**WHAT YOU NEED TO DO:**
Read through the records. Copy each line that has the word "white".

**SUPPLIED MATERIAL:**
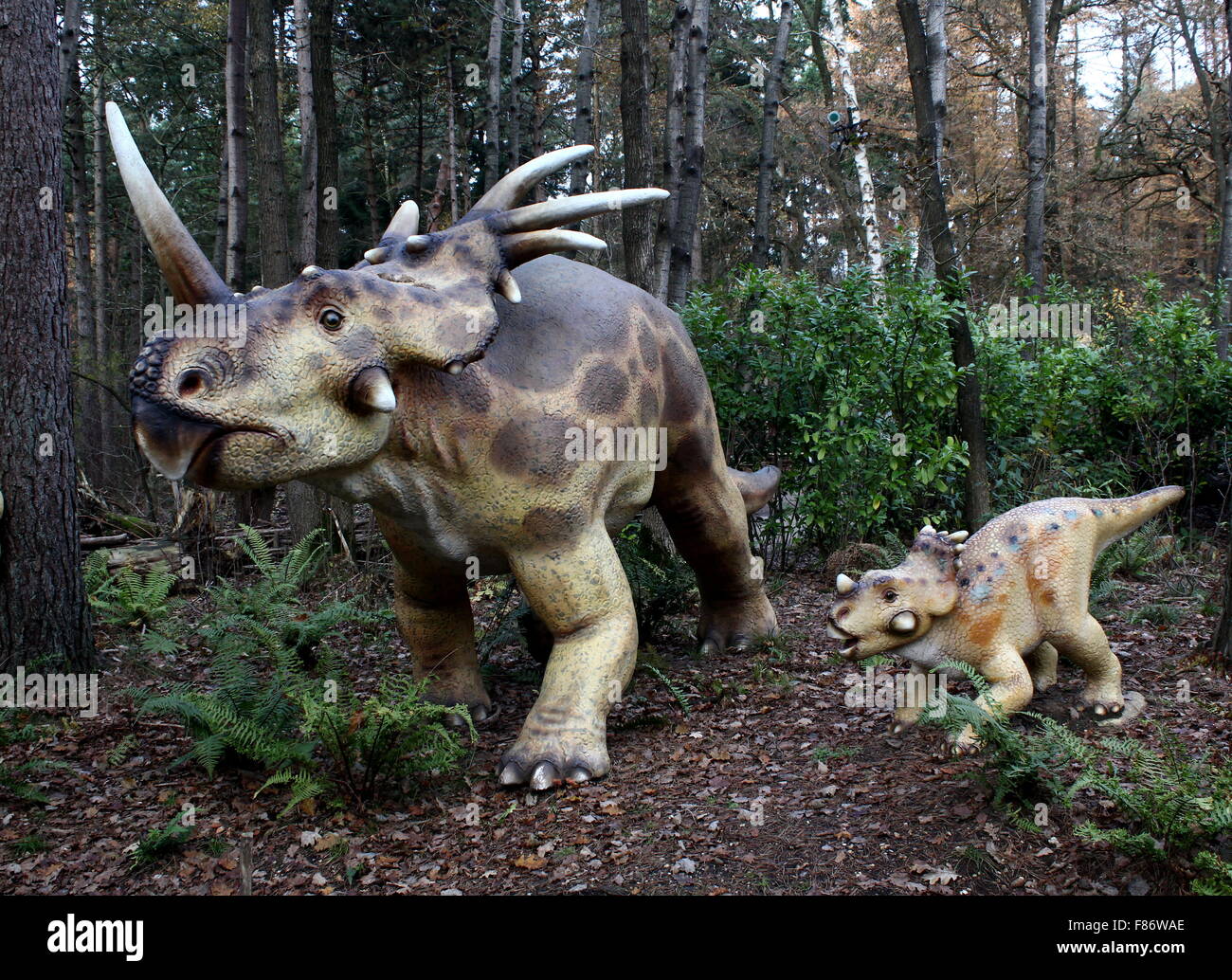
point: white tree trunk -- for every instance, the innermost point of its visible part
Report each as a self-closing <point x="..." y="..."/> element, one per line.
<point x="837" y="37"/>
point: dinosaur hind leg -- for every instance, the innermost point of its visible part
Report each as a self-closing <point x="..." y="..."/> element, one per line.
<point x="1085" y="644"/>
<point x="705" y="512"/>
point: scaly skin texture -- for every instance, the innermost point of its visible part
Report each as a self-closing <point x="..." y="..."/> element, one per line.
<point x="1015" y="598"/>
<point x="431" y="386"/>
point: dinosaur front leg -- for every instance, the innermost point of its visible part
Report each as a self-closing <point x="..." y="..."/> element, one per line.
<point x="434" y="616"/>
<point x="580" y="594"/>
<point x="1009" y="689"/>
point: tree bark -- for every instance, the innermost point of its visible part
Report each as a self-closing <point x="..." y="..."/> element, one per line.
<point x="492" y="127"/>
<point x="1036" y="147"/>
<point x="673" y="148"/>
<point x="837" y="36"/>
<point x="637" y="225"/>
<point x="768" y="160"/>
<point x="682" y="237"/>
<point x="949" y="269"/>
<point x="272" y="230"/>
<point x="584" y="95"/>
<point x="44" y="615"/>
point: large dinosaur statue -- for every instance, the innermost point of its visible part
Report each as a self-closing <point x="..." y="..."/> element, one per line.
<point x="1006" y="607"/>
<point x="493" y="425"/>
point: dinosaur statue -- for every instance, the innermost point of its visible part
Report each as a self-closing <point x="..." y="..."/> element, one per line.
<point x="1006" y="607"/>
<point x="454" y="398"/>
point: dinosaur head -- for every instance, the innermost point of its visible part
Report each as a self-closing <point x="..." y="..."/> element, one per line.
<point x="237" y="390"/>
<point x="888" y="608"/>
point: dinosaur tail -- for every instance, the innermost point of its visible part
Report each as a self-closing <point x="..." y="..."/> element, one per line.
<point x="1126" y="515"/>
<point x="756" y="488"/>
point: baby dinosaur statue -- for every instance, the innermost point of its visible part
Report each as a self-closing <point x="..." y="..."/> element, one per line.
<point x="460" y="403"/>
<point x="1015" y="598"/>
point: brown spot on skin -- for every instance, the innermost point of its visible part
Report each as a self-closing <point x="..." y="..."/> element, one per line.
<point x="694" y="452"/>
<point x="550" y="525"/>
<point x="649" y="347"/>
<point x="604" y="389"/>
<point x="534" y="449"/>
<point x="648" y="403"/>
<point x="684" y="382"/>
<point x="982" y="630"/>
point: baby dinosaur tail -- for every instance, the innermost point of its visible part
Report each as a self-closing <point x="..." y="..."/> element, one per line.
<point x="1125" y="515"/>
<point x="756" y="488"/>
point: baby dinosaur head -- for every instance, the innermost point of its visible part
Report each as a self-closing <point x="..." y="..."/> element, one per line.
<point x="257" y="389"/>
<point x="888" y="608"/>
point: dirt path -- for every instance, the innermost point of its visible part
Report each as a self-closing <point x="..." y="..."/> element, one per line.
<point x="770" y="783"/>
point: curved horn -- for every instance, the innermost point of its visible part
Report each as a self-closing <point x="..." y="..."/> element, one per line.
<point x="526" y="245"/>
<point x="570" y="209"/>
<point x="185" y="266"/>
<point x="516" y="184"/>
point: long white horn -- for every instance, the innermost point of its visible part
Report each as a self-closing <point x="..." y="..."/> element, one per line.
<point x="568" y="209"/>
<point x="185" y="266"/>
<point x="516" y="184"/>
<point x="521" y="248"/>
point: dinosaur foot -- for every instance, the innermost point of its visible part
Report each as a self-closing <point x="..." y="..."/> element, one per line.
<point x="1134" y="704"/>
<point x="547" y="761"/>
<point x="734" y="626"/>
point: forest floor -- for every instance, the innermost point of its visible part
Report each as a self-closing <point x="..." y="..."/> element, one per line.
<point x="769" y="783"/>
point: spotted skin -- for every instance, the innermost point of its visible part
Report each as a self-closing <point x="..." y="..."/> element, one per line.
<point x="469" y="472"/>
<point x="1013" y="601"/>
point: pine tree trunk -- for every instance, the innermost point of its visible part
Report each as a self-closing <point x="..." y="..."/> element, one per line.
<point x="584" y="95"/>
<point x="680" y="263"/>
<point x="949" y="267"/>
<point x="768" y="160"/>
<point x="492" y="127"/>
<point x="44" y="615"/>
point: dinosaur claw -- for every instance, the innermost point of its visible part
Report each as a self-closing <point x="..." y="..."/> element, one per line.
<point x="545" y="775"/>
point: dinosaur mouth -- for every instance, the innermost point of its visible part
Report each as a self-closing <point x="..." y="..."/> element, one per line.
<point x="179" y="445"/>
<point x="849" y="643"/>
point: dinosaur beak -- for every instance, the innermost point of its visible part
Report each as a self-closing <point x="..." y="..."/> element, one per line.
<point x="172" y="443"/>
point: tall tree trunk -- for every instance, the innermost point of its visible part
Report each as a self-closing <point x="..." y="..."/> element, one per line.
<point x="42" y="602"/>
<point x="271" y="175"/>
<point x="74" y="126"/>
<point x="1036" y="146"/>
<point x="681" y="261"/>
<point x="106" y="409"/>
<point x="516" y="78"/>
<point x="584" y="94"/>
<point x="309" y="197"/>
<point x="768" y="160"/>
<point x="237" y="144"/>
<point x="635" y="118"/>
<point x="837" y="36"/>
<point x="492" y="127"/>
<point x="325" y="109"/>
<point x="949" y="269"/>
<point x="673" y="148"/>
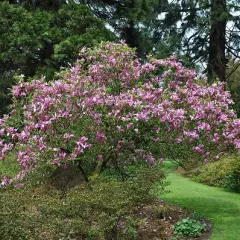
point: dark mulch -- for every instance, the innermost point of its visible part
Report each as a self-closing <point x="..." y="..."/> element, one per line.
<point x="158" y="221"/>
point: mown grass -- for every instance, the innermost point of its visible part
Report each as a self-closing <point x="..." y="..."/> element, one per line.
<point x="219" y="206"/>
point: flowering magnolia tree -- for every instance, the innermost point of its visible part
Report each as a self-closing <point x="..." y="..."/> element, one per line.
<point x="109" y="110"/>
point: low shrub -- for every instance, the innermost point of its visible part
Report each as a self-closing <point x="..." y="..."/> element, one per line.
<point x="81" y="212"/>
<point x="223" y="173"/>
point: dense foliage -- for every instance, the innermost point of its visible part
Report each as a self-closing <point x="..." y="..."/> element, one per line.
<point x="104" y="211"/>
<point x="109" y="110"/>
<point x="224" y="173"/>
<point x="35" y="42"/>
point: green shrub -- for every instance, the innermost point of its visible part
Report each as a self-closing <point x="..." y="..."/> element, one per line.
<point x="189" y="228"/>
<point x="222" y="173"/>
<point x="81" y="212"/>
<point x="232" y="180"/>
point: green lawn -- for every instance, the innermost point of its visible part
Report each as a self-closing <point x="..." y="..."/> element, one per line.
<point x="222" y="208"/>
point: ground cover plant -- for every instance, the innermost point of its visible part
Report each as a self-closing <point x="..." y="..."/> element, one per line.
<point x="220" y="207"/>
<point x="110" y="113"/>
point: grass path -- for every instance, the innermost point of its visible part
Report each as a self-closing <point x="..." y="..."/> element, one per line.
<point x="222" y="208"/>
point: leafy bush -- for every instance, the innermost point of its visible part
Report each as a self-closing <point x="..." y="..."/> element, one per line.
<point x="232" y="180"/>
<point x="81" y="212"/>
<point x="189" y="228"/>
<point x="222" y="173"/>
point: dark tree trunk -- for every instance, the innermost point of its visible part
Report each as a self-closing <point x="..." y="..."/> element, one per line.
<point x="217" y="59"/>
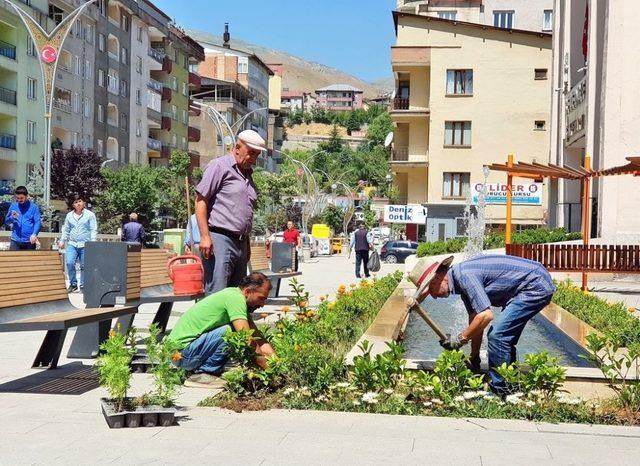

**RESPONSE TO THIS EXERCISE:**
point: white tree trunk -- for every instance, the innermost point of its visible part
point: long white horn -- for every instance, the innermost point of its visible part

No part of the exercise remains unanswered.